Check each line of the material, and show the ones that include the word "below".

Start of DATA SUPPLIED

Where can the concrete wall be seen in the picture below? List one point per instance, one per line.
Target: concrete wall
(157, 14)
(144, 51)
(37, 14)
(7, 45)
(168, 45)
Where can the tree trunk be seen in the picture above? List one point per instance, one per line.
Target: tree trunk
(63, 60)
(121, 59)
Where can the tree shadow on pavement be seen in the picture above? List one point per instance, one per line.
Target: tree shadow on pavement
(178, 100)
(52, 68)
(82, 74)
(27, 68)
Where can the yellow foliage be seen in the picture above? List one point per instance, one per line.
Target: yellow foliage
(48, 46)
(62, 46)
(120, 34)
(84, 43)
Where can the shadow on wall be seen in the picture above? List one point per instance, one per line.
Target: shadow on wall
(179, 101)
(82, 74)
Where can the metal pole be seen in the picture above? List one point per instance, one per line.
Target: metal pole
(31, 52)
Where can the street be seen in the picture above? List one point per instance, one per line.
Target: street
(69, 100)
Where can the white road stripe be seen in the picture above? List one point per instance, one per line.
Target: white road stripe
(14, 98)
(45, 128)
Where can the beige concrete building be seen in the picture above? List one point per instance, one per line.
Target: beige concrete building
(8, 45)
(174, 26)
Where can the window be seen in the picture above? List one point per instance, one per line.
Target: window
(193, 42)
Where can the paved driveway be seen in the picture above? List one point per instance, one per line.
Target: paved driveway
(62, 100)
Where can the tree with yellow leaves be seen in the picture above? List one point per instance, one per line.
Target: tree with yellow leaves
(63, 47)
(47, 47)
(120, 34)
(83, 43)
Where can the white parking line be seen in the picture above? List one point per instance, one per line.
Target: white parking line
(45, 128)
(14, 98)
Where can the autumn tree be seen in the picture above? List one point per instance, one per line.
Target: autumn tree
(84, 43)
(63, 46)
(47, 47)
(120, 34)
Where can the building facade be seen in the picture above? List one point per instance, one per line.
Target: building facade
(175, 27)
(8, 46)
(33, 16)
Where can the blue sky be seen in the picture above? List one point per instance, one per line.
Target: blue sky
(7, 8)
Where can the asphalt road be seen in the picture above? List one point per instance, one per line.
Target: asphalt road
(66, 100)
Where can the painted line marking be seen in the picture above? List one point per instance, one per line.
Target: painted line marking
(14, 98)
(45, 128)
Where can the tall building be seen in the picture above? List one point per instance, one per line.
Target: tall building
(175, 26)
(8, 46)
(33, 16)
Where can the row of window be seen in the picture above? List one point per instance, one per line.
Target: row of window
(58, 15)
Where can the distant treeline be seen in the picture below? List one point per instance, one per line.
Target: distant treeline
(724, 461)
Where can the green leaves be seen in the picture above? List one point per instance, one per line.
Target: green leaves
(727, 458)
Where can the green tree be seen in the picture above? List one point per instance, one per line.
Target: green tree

End of DATA SUPPLIED

> **ANSWER SECTION**
Where can the concrete wall be seen in the picture below? List one point per instance, one per line.
Where can the distant treeline be seen in the picture below? List one point per instance, one per line.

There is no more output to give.